--- Exercise instructions ---
Reproduce each of the entries below verbatim, omitting the pictures from your answer.
━━━━━ Material provided
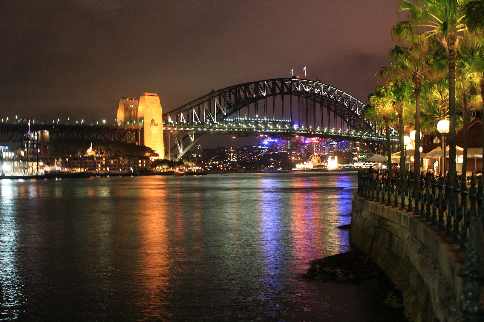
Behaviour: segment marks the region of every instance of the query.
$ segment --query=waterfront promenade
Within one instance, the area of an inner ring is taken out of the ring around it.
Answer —
[[[482,319],[481,178],[358,177],[351,242],[402,291],[410,320]]]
━━━━━━━━━━
--- Solved problem ---
Behaviour: segment marks the region of every instance of the query.
$ segment --query=waterfront promenade
Within one instance, the area of an inner ring is taken out of the ring around it.
Answer —
[[[482,319],[481,178],[358,177],[351,242],[402,291],[410,320]]]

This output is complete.